▶ [Problem requirements]:
Shown below are entries with pictures; the line with "Target: church tower" through the line with "Target: group of people on grass" is the span to retype exactly, and the pictures stay out.

-------- Data extract

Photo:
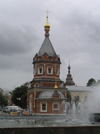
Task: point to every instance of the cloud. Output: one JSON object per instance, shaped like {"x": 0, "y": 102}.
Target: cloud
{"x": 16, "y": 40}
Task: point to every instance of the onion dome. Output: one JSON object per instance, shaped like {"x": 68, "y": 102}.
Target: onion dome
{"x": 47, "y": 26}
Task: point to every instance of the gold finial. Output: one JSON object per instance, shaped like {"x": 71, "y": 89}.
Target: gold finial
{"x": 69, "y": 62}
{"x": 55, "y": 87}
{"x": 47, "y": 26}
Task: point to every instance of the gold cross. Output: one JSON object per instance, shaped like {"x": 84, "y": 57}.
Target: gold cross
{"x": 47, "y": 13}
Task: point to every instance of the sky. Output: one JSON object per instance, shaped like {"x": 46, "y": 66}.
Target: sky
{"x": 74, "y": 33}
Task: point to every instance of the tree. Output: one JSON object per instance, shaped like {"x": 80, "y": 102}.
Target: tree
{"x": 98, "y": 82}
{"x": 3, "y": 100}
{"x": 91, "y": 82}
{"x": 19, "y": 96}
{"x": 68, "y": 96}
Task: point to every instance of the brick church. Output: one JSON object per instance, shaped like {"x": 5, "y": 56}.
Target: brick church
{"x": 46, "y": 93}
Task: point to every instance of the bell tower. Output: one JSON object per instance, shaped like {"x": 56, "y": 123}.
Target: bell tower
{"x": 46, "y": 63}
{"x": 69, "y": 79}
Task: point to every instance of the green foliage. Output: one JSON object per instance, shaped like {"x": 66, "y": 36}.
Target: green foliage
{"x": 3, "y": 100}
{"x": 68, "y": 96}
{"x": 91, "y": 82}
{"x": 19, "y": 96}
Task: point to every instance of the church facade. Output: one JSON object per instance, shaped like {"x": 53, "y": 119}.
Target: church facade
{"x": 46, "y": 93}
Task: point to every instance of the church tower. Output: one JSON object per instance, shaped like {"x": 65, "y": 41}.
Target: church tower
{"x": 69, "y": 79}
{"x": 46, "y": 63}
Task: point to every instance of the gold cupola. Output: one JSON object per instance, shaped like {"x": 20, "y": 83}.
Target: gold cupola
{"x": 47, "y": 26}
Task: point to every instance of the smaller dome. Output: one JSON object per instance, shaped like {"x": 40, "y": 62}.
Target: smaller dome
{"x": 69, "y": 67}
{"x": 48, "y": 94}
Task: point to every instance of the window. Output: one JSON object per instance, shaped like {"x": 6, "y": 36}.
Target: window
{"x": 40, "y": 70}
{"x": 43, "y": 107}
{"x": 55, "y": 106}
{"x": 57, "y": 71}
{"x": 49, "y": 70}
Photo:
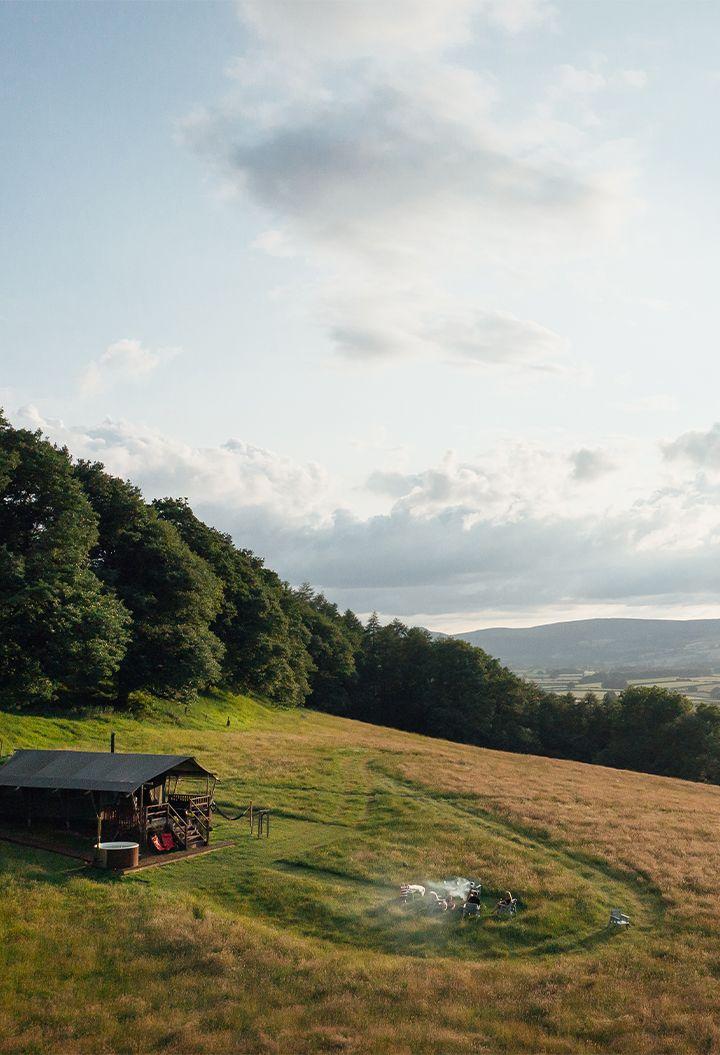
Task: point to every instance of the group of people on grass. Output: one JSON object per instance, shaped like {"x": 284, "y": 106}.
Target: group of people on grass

----------------
-------- Data extract

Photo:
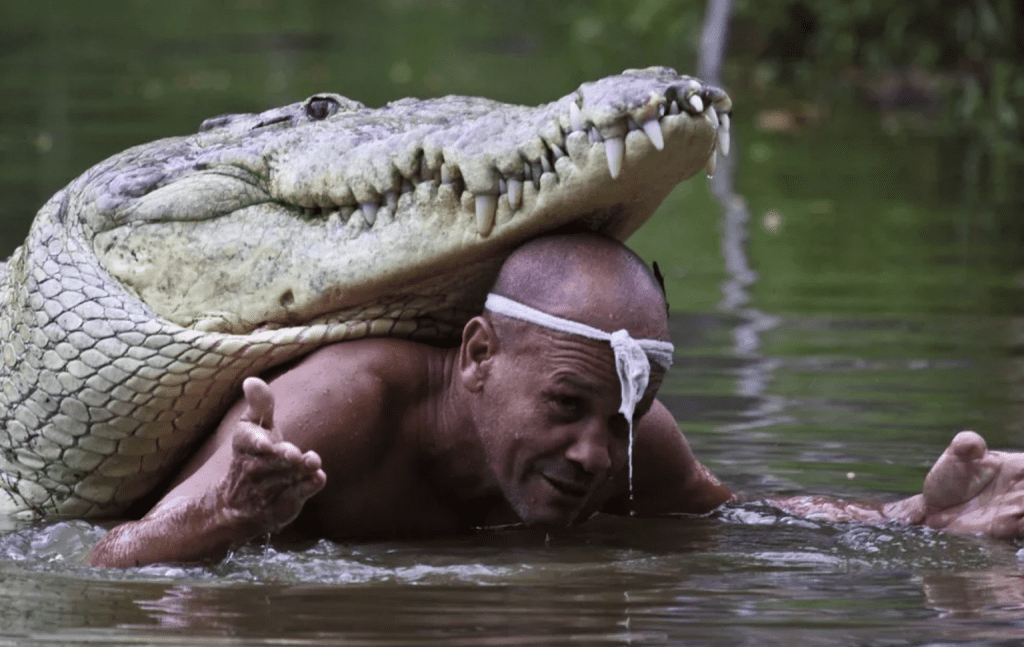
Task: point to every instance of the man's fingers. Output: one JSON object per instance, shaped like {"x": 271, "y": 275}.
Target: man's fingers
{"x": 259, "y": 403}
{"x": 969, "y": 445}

----------------

▶ [Answer to the problem]:
Target: church tower
{"x": 69, "y": 79}
{"x": 46, "y": 63}
Task: point to every instance of the gold cupola. Output: one JSON object per instance, shaped like {"x": 20, "y": 83}.
Target: gold cupola
{"x": 47, "y": 26}
Task: point to every instance of the smaller dome. Output: one JSON object per instance, shaped like {"x": 40, "y": 62}.
Target: smaller dome
{"x": 69, "y": 67}
{"x": 48, "y": 94}
Task: point to every instance of the window. Output: one JSON object per instance, shaped like {"x": 6, "y": 36}.
Target: window
{"x": 40, "y": 70}
{"x": 43, "y": 107}
{"x": 55, "y": 106}
{"x": 57, "y": 71}
{"x": 49, "y": 70}
Photo:
Task: point to every instance of the group of people on grass. Output: one JSON object per instance, shaped like {"x": 284, "y": 106}.
Target: group of people on grass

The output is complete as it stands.